▶ _Short task_: Reproduce exactly the lines beginning with the line that contains "I'd like to know: does the red brick facade" and ending at the final line of the material below.

▶ _Input material_:
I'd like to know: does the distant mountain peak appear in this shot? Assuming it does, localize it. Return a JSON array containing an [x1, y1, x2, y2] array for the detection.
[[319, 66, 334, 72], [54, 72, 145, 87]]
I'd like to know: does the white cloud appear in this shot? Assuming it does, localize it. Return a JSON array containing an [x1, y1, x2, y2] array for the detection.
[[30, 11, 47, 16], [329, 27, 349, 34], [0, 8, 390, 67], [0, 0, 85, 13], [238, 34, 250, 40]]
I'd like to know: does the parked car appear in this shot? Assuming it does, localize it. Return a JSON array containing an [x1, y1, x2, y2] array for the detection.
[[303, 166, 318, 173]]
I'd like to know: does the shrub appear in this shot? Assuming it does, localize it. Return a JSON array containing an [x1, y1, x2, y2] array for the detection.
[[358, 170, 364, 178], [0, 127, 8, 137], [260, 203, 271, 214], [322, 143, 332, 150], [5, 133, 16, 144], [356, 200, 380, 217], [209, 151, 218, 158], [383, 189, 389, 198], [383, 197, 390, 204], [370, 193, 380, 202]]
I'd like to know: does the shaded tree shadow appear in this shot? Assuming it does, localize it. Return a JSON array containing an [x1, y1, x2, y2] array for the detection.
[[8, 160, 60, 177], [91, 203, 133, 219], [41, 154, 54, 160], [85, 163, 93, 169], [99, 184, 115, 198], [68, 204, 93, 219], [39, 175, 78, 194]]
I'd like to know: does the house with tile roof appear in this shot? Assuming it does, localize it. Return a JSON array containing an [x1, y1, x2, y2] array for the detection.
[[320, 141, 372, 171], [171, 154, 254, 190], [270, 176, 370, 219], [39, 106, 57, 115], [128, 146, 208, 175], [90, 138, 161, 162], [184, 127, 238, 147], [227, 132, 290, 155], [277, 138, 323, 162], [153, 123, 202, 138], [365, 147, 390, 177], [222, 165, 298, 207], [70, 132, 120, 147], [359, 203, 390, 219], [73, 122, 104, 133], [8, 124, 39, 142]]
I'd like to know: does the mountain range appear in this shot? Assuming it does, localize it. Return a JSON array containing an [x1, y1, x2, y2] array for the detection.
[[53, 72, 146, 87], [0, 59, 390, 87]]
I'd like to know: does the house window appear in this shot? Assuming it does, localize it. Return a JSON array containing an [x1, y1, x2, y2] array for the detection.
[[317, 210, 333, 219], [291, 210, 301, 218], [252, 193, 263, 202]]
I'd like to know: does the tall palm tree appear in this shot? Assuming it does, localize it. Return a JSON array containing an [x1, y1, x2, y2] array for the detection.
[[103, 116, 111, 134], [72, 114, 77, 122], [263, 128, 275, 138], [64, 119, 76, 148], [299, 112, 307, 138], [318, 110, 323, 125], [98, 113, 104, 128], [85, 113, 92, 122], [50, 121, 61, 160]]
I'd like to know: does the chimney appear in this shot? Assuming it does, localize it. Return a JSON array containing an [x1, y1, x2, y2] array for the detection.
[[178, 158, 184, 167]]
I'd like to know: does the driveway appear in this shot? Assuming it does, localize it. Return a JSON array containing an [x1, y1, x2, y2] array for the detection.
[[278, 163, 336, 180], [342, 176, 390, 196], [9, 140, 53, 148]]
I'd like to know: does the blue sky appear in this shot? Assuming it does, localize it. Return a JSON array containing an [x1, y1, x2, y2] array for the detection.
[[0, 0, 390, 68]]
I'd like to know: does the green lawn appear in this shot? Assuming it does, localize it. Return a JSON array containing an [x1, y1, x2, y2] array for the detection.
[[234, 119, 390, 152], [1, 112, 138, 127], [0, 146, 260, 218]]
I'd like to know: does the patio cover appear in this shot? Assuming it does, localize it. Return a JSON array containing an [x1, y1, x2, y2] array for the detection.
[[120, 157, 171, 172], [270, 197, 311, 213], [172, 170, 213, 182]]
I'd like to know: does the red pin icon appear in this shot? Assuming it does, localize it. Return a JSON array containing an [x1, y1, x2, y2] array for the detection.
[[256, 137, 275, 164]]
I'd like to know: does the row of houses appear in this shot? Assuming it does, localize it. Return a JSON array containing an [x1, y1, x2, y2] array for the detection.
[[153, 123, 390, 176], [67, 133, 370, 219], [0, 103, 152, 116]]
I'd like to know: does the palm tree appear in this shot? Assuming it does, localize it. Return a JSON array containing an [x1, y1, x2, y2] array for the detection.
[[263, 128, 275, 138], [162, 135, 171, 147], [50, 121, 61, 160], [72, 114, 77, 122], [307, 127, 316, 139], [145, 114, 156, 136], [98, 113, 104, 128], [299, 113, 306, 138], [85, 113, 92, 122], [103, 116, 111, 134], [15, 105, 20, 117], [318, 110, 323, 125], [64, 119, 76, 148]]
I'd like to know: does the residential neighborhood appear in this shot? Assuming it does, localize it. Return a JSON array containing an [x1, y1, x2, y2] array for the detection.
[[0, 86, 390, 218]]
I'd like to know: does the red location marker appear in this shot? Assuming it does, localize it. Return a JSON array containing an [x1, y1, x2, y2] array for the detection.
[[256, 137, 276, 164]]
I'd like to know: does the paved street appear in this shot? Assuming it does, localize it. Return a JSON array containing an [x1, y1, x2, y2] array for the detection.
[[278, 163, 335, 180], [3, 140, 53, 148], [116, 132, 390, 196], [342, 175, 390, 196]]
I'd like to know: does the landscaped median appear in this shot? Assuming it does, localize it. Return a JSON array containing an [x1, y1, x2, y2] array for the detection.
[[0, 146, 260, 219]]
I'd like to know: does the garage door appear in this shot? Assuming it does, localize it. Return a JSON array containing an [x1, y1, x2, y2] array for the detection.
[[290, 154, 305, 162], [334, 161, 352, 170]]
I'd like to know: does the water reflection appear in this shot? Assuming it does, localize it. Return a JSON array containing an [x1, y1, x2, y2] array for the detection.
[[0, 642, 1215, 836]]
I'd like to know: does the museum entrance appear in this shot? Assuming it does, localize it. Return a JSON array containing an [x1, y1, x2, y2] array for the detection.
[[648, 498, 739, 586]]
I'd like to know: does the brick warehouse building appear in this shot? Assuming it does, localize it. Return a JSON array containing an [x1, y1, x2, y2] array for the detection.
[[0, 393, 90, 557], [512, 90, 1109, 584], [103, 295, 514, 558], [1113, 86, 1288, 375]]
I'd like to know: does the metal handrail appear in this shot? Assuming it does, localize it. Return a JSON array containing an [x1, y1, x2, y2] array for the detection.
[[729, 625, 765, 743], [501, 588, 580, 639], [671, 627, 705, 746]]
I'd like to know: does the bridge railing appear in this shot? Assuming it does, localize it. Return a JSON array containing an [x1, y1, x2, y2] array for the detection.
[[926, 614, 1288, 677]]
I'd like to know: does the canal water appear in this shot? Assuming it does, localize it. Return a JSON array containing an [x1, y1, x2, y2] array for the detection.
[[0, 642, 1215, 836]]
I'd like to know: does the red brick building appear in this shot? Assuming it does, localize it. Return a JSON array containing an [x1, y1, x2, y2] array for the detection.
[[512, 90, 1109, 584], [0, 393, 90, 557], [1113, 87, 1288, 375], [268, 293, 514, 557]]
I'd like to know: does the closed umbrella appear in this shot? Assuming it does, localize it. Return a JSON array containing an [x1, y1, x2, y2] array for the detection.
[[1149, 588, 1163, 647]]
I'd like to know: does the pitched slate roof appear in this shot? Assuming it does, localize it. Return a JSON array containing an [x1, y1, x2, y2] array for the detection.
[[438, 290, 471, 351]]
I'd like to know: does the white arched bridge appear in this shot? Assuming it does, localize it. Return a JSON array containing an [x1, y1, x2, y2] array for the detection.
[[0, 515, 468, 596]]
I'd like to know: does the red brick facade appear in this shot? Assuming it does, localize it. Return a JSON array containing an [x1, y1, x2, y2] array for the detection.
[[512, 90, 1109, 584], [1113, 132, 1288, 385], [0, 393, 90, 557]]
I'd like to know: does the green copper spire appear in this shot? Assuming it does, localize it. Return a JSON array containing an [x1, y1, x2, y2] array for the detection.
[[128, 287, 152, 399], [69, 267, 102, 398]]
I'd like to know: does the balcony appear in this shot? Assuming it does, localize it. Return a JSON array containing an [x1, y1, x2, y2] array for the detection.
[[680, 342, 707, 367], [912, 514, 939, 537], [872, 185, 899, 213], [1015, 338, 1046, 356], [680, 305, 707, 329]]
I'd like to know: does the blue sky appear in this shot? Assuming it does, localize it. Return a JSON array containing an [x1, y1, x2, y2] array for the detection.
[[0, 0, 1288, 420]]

▶ _Final answer_:
I'd like to know: does the red brick facade appear in this shot? Assuming it does, localize it. Return a JSON array containing an [x1, y1, x2, y2] array for the detection.
[[512, 90, 1109, 584], [1113, 132, 1288, 385], [0, 393, 90, 557]]
I'd like to know: does the green copper spire appear in this shot? Assuming it does, localize it. Return a JSON array containing an [x1, y1, x2, y2] array for the detection.
[[128, 287, 152, 399], [69, 267, 102, 398]]
I'd like to know: does the balcony appear in this shot? Assuming it does, localize it. Return a JSON array containing an [x1, y1, x2, y2] array for the detection.
[[680, 342, 707, 367], [912, 514, 939, 537], [872, 185, 899, 213], [1015, 338, 1046, 356], [680, 305, 707, 329]]
I'd like to know: does the blue sky appear in this shot? Assuming it does, localize it. Return a JSON array containing an [x1, y1, x2, y2] array for the detection.
[[0, 0, 1288, 420]]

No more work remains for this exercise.